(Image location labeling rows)
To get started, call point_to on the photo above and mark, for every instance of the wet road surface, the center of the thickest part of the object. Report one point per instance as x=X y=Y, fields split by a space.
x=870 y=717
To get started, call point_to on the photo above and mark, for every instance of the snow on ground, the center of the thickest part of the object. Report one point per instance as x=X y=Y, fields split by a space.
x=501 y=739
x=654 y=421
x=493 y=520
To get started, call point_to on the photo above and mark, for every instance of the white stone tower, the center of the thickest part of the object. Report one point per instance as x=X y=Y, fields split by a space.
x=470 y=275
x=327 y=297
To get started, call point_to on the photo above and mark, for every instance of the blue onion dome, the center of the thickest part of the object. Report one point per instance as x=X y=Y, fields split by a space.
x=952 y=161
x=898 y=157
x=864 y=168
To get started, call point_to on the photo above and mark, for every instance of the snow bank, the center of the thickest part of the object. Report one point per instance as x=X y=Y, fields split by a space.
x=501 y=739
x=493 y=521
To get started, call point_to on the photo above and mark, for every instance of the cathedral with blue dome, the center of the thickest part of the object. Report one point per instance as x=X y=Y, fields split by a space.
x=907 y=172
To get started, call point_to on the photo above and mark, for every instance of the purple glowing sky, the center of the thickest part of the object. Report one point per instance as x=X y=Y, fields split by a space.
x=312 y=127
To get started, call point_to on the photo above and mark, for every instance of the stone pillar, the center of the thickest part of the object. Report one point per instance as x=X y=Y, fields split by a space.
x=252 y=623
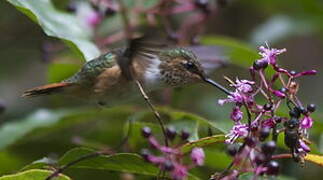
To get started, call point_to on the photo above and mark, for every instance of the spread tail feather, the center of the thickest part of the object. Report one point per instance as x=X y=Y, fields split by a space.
x=46 y=89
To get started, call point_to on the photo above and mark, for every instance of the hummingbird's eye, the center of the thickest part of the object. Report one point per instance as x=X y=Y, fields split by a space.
x=189 y=66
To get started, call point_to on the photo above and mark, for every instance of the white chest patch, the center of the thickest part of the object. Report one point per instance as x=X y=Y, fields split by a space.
x=152 y=74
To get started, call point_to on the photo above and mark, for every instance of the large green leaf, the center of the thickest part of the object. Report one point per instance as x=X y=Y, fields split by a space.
x=53 y=120
x=59 y=71
x=12 y=131
x=248 y=176
x=60 y=25
x=33 y=174
x=123 y=162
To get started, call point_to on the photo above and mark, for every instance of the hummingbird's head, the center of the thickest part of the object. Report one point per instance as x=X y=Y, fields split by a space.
x=181 y=66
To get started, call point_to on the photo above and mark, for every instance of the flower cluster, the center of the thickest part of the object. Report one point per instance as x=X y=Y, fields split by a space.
x=255 y=154
x=171 y=158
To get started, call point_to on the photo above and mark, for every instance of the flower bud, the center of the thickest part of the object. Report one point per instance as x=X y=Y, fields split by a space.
x=268 y=148
x=145 y=153
x=311 y=107
x=264 y=133
x=260 y=64
x=171 y=132
x=197 y=156
x=146 y=132
x=185 y=135
x=273 y=168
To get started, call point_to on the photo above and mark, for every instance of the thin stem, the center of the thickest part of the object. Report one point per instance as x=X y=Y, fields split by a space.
x=125 y=139
x=281 y=156
x=126 y=22
x=152 y=107
x=83 y=158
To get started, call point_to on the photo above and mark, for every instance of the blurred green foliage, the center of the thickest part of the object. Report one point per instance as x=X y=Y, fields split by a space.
x=35 y=133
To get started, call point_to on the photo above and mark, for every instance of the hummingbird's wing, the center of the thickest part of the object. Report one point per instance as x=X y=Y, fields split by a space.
x=143 y=50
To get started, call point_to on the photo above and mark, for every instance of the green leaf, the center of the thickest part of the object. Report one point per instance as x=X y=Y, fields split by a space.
x=122 y=162
x=203 y=142
x=34 y=174
x=238 y=52
x=38 y=164
x=60 y=25
x=12 y=131
x=248 y=176
x=176 y=115
x=53 y=120
x=314 y=158
x=59 y=71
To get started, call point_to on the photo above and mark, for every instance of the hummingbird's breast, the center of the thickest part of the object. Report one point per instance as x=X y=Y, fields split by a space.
x=111 y=87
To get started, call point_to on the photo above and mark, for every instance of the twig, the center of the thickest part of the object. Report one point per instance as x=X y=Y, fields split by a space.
x=157 y=115
x=126 y=22
x=83 y=158
x=126 y=138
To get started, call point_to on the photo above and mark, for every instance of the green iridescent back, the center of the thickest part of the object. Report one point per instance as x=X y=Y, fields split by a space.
x=95 y=67
x=179 y=52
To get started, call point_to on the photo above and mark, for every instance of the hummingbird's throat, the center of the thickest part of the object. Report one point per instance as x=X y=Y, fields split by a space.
x=220 y=87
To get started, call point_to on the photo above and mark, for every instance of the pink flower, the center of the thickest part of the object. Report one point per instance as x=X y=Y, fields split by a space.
x=93 y=19
x=278 y=93
x=306 y=73
x=197 y=156
x=269 y=123
x=242 y=93
x=238 y=130
x=243 y=86
x=236 y=97
x=179 y=172
x=269 y=54
x=236 y=114
x=306 y=122
x=304 y=146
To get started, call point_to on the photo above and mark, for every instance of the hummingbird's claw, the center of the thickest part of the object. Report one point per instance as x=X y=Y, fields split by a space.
x=223 y=89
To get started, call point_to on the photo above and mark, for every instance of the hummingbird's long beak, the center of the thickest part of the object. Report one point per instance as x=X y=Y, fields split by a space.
x=223 y=89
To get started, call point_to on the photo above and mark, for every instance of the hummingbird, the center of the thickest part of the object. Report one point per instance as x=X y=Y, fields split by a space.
x=109 y=78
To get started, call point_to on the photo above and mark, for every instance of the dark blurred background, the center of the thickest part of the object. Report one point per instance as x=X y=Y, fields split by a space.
x=292 y=24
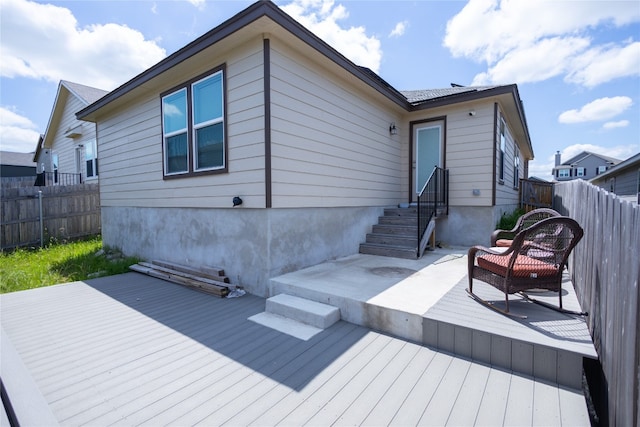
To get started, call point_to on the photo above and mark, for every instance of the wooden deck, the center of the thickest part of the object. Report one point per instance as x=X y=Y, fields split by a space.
x=135 y=350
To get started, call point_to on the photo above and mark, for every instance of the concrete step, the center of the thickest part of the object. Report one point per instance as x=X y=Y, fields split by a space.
x=412 y=211
x=388 y=250
x=398 y=230
x=393 y=239
x=399 y=220
x=303 y=310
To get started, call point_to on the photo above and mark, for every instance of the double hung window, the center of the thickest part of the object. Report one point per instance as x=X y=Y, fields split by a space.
x=503 y=148
x=193 y=127
x=516 y=166
x=91 y=159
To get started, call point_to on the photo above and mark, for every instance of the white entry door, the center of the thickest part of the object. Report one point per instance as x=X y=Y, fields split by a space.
x=428 y=152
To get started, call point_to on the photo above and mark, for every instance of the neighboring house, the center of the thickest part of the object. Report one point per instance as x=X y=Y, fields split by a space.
x=585 y=165
x=17 y=164
x=315 y=146
x=622 y=179
x=67 y=152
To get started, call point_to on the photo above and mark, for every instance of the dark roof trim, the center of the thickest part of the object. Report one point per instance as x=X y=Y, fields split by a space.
x=480 y=94
x=239 y=21
x=470 y=95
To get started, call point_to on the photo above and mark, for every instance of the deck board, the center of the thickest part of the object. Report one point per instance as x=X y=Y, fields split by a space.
x=133 y=350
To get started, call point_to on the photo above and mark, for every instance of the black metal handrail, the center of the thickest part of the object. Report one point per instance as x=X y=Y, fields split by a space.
x=44 y=179
x=433 y=196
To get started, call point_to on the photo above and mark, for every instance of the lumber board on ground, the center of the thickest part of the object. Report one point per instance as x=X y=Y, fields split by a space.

- [Exercise]:
Arrange all of the rows above as a numbered list, skipping any blank lines. Omit the pictures from your answer.

- [Task answer]:
1. To get started, call point_to on the photo above and mark, for every instance of the wet road surface, the center of the thickest part of the object. Report one point per instance as x=X y=Y, fields split by a space.
2. x=870 y=717
3. To get started, call point_to on the photo above and mark, for every instance of the snow on ground, the center of the thickest part of the object. Report one point per instance as x=X y=Y, fields split by a space.
4. x=501 y=739
5. x=654 y=421
6. x=493 y=520
7. To get started, call point_to on the photo above and mark, for every instance of the white stone tower, the center of the thickest part of the object. Report one point per instance as x=X y=Y, fields split by a space.
8. x=470 y=275
9. x=327 y=297
10. To get started, call point_to on the photo above and mark, for every instance of the blue onion dome, the center of the thickest part of the object. Report one point per instance as x=X y=Y, fields split by a space.
11. x=952 y=161
12. x=898 y=157
13. x=864 y=168
14. To get started, call point_to on the photo above and mark, for every instance of the snow bank, the center of the thickest part of the object. Report one point per instance as x=X y=Y, fields split by a space.
15. x=501 y=739
16. x=493 y=521
17. To get started, call point_to on the photo above and mark, for every instance of the cathedral with blue dome, the center of the thickest part of the object. Report one point per instance as x=X y=Y, fields split by a space.
18. x=907 y=172
19. To get started, call point_to on the photo above and mark, for every instance of the purple glowing sky, the center of the thickest part of the object. Report one point per instance as x=X y=Y, fields split by a space.
20. x=312 y=127
21. To get started, call point_to on the photo above and mark, for every instance of the stone pillar, the center of the thickest part of the object. Report one point per instance as x=X y=Y, fields split by a space.
22. x=252 y=623
23. To get started, call point_to on the photo above and mark, for every instance of the spread tail feather, the center of the thickest part of the object. Report one point per instance as x=X y=Y, fields split by a space.
24. x=46 y=89
25. To get started, call point_to on the photo above and mark, for every instance of the hummingbird's eye, the center of the thickest part of the object. Report one point per instance as x=X y=Y, fields split by a space.
26. x=189 y=66
27. To get started, call point_to on the photo above and mark, for every instance of the white chest patch, the center of the thickest part of the object. Report one point per instance as x=X y=Y, fields split by a space.
28. x=152 y=74
29. To get started, call point_to on the photo above and mark, for every instance of the large green leaf, the center of the thickest part of the object. Report one point per instance as x=X y=Y, fields split by a space.
30. x=53 y=120
31. x=59 y=71
32. x=12 y=131
33. x=248 y=176
34. x=60 y=25
35. x=33 y=174
36. x=123 y=162
37. To get started, call point_to on the photo above and mark, for every instance of the hummingbird's head, the center of the thickest part of the object. Report one point per instance as x=X y=Y, fields split by a space.
38. x=181 y=66
39. To get started, call point_to on the photo above and mark, for every instance of the flower cluster, the center of the thickest part of the object. Report one point per instance as x=X y=Y, fields split by a space.
40. x=255 y=154
41. x=171 y=158
42. To get started, call point_to on the photo above and mark, for every instance of the flower bud, the center of the thickest part of the object. Report one point per instance as x=X y=Y, fields split by a space.
43. x=268 y=148
44. x=145 y=153
45. x=311 y=107
46. x=264 y=133
47. x=260 y=64
48. x=171 y=132
49. x=197 y=156
50. x=146 y=132
51. x=185 y=135
52. x=273 y=168
53. To get started, call point_to on the photo above and mark, for every instance of the thin stem, the center of the thickest part of the object. Report one point per instance as x=X y=Y, fields split by a space.
54. x=125 y=139
55. x=281 y=156
56. x=126 y=22
57. x=152 y=107
58. x=83 y=158
59. To get started, call point_to on the photo above and mark, for every instance of the blurred green foliage, the center of the thickest part of the object. Report one point per instance as x=X y=Y, fields split by a space.
60. x=35 y=133
61. To get started, call point_to on the photo above and mark, for every instance of the hummingbird's wing, the center of the thickest part of the object. Report one point per instance as x=X y=Y, fields split by a space.
62. x=143 y=50
63. To get started, call point_to on the photo above and mark, for every instance of the green leaf, the center of the thickest part of the object. Report one point per instance as x=X y=Y, fields split by a space.
64. x=122 y=162
65. x=203 y=142
66. x=34 y=174
67. x=238 y=52
68. x=38 y=164
69. x=60 y=25
70. x=12 y=131
71. x=248 y=176
72. x=176 y=115
73. x=53 y=120
74. x=314 y=158
75. x=59 y=71
76. To get started, call point_to on the photo above and mark, for every instance of the hummingbird's breast, the center of the thickest part of the object. Report one point per instance as x=X y=Y, fields split by a space.
77. x=111 y=87
78. To get started, call point_to on the photo above and mark, for every instance of the twig, the center of the thickest part of the object. Report one point per instance as x=X y=Y, fields split by a space.
79. x=157 y=115
80. x=126 y=22
81. x=83 y=158
82. x=126 y=138
83. To get started, call point_to on the photo above and mark, for every instance of the green iridescent back, the center of the thickest part of the object. Report one point per instance as x=X y=Y, fields split by a space.
84. x=95 y=67
85. x=179 y=52
86. To get started, call point_to on the photo above and mark, for every instance of the hummingbird's throat, the center of the thickest part of the object. Report one point per instance as x=X y=Y, fields split by a space.
87. x=220 y=87
88. To get started, call point_to on the photo above and mark, for every instance of the pink flower, the center of the thickest part of the object. Report one point per instance as x=X y=Y, fields split by a space.
89. x=93 y=19
90. x=278 y=93
91. x=306 y=73
92. x=197 y=156
93. x=269 y=123
94. x=242 y=93
95. x=238 y=130
96. x=243 y=86
97. x=236 y=97
98. x=179 y=172
99. x=269 y=54
100. x=236 y=114
101. x=306 y=122
102. x=304 y=146
103. To get started, call point_to on the photo above and mark, for every instance of the hummingbird's claw, the center of the thickest part of the object. Report one point per instance as x=X y=Y, fields split by a space.
104. x=223 y=89
105. To get started, call point_to on the photo above and mark, for every instance of the hummingbird's long beak, the center of the thickest part of the object. Report one point per instance as x=X y=Y, fields split by a space.
106. x=223 y=89
107. To get started, call point_to on the photo above and mark, for every instance of the hummingbird, the center of the thickest part of the object. Report one point per instance as x=X y=Y, fields split by a space.
108. x=109 y=78
109. To get started, call point_to on the photo above and mark, for every instance of the dark blurred background, the center of the thickest part of the object. Report one point per instance as x=X y=Y, fields split by a space.
110. x=292 y=24
111. To get started, call point_to on the photo above and mark, for every instance of the wooden deck, the center of the thickest part of the object. Report one point per instance as x=X y=Y, fields split by a space.
112. x=135 y=350
113. To get started, call point_to on the photo above and mark, for every instance of the concrete step, the center of the thickest part of the object. Report one point per instance as x=X y=Y, fields split by a space.
114. x=412 y=211
115. x=388 y=250
116. x=398 y=230
117. x=393 y=239
118. x=399 y=220
119. x=303 y=310
120. To get started, call point_to on the photo above and mark, for every instance of the double hung window, the center of the thickest part of the object. Report one point per instance as x=X y=Y, fields split by a space.
121. x=503 y=148
122. x=193 y=127
123. x=516 y=166
124. x=91 y=159
125. To get started, call point_to on the photo above and mark, for every instance of the white entry door, the center of the thickest part of the object. Report one point per instance as x=X y=Y, fields split by a space.
126. x=428 y=152
127. To get started, call point_to on the photo above and mark, for every instance of the neighboring house, the center of the thickest part of the object. Report one point per instance as x=X y=Y, fields split by a space.
128. x=585 y=165
129. x=17 y=164
130. x=315 y=146
131. x=622 y=179
132. x=67 y=152
133. To get started, call point_to on the photo above and mark, for every instance of the dark roof trim, the center of the thickest part of the object. Report one point per instance as x=X y=Y, fields split by a space.
134. x=480 y=94
135. x=239 y=21
136. x=470 y=95
137. To get started, call point_to on the photo above and mark, for every instance of the deck board, the center of the thickest part of the object. Report one point per instance as x=X y=Y, fields split by a space.
138. x=133 y=350
139. To get started, call point_to on the photo above and mark, for every instance of the black metal handrail, the center of the thickest part of the object. Report one point per instance as x=X y=Y, fields split by a space.
140. x=44 y=179
141. x=433 y=196
142. To get started, call point_to on the photo above and mark, for every instance of the lumber board on ground, the center of the thickest part of the object. Report one point per instance as x=X y=Y, fields split by a space.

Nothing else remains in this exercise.